--- Текст документа ---
^^^^^^^^^^^^^^^^

Василий Шульгин - Рыбас Святослав Юрьевич. Страница 25

Кроме того, заметил Гурко, эта политика ведет к экономической ликвидации той части населения, которой правительство «предоставляет решающее политическое значение при выборах в Думу».

Уместно заметить, что помещичьи хозяйства были на 20 процентов продуктивнее. Как описал общую ситуацию современный философ Сергей Кара-Мурза: «Крестьяне строили хозяйство ради жизни, помещики — ради прибыли».

Дворянская империя, начав модернизацию, тем самым подрывала свои устои. Так не могло долго продолжаться. Неизбежно было либо торможение реформ, либо дальнейшая либерализация всей политической и экономической жизни.

Девиз Столыпина: «Вперед на малом тормозе!» — не устраивал никого из действующих лиц этой исторической драмы. Столыпин говорил: «Дайте двадцать лет покоя, внешнего и внутреннего, и вы не узнаете России», и эти слова повисли в воздухе.

Правящий политический класс (дворяне-консерваторы во главе с императором и дворяне-либералы, предприниматели плюс интеллигенция) был разделен на две непримиримые части. Крайне левые, исповедующие марксистское понимание борьбы как насильственное свержение режима, были еще более непримиримы.

Витте обещал за 10 лет удвоить промышленный потенциал, что было достигнуто. Столыпинские сроки вызывали сомнение.

Безбрежное море крестьянского народа, возбужденное столыпинской свободой, начало волноваться. Высвобождение подавляемой в общине многомиллионной безработицы и неспособность промышленности принять ее всю открывало новый социальный провал.

Следующий срок был определен уже Сталиным в 1931 году: «Мы отстали от передовых стран на 50–100 лет. Мы должны пробежать это расстояние в десять лет. Либо мы сделаем это, либо нас сомнут».

Шульгина можно назвать столыпинским романтиком, и в этом не будет большой ошибки.

Но что еще, кроме эволюционного реформирования, можно было предпринять в условиях очевидного раскола российского общества? Пожалуй, ничего.

Правда, Макс Вебер с немецкой четкостью оценил российскую реформу: «Слишком поздно!» Расслоение деревни в условиях реформы вело к голоду и бунту, усиление общины — к распространению социалистических идей.

Где же решение?

Ранее в российской истории процесс «согласования интересов» осуществлялся путем дворцовых переворотов и убийств, теперь же требовалось найти иной выход, — прежде всего предложить поместному дворянству, социальной опоре империи и уже неэффективному классу, приемлемый компромисс, и при этом, как формулирует современный исследователь Ольга Гаман-Голутвина, «блокировать протестные движения внеэлитных слоев, сохранив в неприкосновенности прерогативы самодержавия».

^^^^^^^^^^^^^^^^

--- Постановка задачи 1 ---
На сколько процентов помещичьи хозяйства были продуктивнее, согласно фрагменту о столыпинских реформах?
--- Постановка задачи 2 ---
Допишите следующую часть фрагмента о столыпинских реформах, начиная сразу после его последнего предложения.

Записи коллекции
^^^^^^^^^^^^^^^^

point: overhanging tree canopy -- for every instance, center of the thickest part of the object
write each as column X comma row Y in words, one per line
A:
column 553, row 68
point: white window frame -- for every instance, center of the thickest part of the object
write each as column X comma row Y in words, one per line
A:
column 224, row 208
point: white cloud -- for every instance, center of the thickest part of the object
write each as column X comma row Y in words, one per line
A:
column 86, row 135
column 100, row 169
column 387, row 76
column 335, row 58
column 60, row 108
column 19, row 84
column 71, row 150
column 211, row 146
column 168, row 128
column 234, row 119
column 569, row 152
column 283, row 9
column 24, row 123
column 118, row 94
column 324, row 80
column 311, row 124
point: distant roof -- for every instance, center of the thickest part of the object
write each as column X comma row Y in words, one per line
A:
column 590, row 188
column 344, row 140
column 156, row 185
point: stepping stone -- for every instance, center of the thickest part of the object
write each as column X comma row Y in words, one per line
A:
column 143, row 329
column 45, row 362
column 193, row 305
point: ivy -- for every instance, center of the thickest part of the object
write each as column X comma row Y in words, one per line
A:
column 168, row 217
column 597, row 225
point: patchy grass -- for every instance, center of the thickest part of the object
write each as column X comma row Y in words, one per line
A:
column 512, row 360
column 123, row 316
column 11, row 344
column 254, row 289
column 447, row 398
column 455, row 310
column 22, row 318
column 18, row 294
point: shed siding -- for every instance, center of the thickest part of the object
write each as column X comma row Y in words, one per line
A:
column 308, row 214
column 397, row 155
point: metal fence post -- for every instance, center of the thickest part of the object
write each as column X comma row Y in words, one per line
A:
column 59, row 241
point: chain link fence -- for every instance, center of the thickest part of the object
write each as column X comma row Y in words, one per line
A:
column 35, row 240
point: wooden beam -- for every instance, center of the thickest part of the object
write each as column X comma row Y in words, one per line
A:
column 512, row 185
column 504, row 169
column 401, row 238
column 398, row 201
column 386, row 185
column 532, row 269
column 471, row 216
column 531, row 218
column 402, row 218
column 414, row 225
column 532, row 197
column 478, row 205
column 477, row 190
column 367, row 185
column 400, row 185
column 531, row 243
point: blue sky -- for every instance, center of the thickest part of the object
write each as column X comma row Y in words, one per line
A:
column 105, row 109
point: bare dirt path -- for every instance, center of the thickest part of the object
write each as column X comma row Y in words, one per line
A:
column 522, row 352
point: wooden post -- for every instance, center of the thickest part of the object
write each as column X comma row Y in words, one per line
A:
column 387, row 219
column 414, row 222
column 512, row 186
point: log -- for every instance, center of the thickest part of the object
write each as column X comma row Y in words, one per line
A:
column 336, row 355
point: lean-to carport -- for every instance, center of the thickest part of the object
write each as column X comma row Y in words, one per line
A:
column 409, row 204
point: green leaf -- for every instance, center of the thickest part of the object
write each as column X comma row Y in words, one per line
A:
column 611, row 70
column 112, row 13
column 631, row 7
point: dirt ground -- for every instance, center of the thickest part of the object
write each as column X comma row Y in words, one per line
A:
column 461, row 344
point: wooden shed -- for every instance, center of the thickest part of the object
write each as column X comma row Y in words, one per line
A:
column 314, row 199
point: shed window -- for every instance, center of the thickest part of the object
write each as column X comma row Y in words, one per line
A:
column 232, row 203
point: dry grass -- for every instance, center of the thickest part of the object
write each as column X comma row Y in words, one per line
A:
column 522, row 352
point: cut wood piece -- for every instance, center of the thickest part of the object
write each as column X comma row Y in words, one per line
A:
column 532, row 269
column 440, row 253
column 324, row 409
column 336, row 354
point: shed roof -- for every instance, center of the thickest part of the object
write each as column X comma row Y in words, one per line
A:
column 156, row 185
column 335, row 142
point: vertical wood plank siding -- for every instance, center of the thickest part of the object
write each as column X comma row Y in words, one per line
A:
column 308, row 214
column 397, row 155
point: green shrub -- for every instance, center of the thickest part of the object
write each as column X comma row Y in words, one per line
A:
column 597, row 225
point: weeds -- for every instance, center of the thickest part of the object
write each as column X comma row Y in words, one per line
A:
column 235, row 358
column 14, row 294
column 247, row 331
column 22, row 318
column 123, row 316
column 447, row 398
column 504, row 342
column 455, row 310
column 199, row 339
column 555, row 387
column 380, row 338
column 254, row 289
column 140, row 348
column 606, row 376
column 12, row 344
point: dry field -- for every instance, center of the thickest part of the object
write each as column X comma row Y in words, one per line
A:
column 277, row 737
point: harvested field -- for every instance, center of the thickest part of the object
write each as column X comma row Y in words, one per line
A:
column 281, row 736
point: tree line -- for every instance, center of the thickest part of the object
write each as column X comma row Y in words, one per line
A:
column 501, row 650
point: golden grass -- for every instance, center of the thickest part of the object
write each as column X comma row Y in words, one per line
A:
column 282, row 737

^^^^^^^^^^^^^^^^

--- Ответ 1 ---
На 20 процентов.

--- Ответ 2 ---
Неужели только власть диктатора могла удержать Россию?

Культурные расхождения и противоречия во всей массе русского народа отметил культуролог Владимир Вейдле, оказавшийся после 1917 года в эмиграции: «Ленин был едва ли не одареннейшим из всех революционеров, когда-либо делавших революцию. Свой изумительный талант революционера доказал всем своим руководством революцией, лишь по видимости основанным на учении о классовой борьбе, на самом деле проистекавшим из понимания исконной, хоть и дремотной, вражды русского народа не столько к кулаку и толстосуму, сколько к барину, то есть человеку, быть может, и небогатому, но носящему пиджак и воротничок, читающему книжки, живущему непонятной и ненужной народу жизнью. При встрече с народом новая Россия разбилась о наследие Древней Руси, не преобразованное Петром и его преемниками на троне или у трона. Лучшей гарантией успеха было для революции истребление правящего и культурного слоя, и эту гарантию Ленин от народа получил.

После Октября полуинтеллигенты пришли к власти, а интеллигенция более высокого культурного уровня оказалась выгнанной или уничтоженной» [70].

Все-таки водораздел пролегал между социокультурными ядрами петровской империи и допетровской Руси и сопровождался расколом в самой петербургской правящей группе. Шульгин, как и Столыпин, относился к ней.

Это только на первый взгляд может показаться, что борьба между ядрами касалась проблем экономического развития. На самом деле началась ожесточенная борьба за власть и право наиболее эффективно провести модернизацию.

Как мы знаем, победила оппозиционная часть европеизированной имперской элиты, сумевшая опереться на мощь допетровской Руси и фрагменты правящей группы, которую не устраивало сползание империи в пропасть.

«Что за сползание?! — возмутится придирчивый читатель, усвоивший информацию, что накануне 1917 года Россия была на высоте положения и только заговор предателей привел к катастрофе. — Никакого сползания не было!»

Что ж, еще поговорим об этом…

Исходя из анализа Макса Вебера, у монархии вообще не было шансов.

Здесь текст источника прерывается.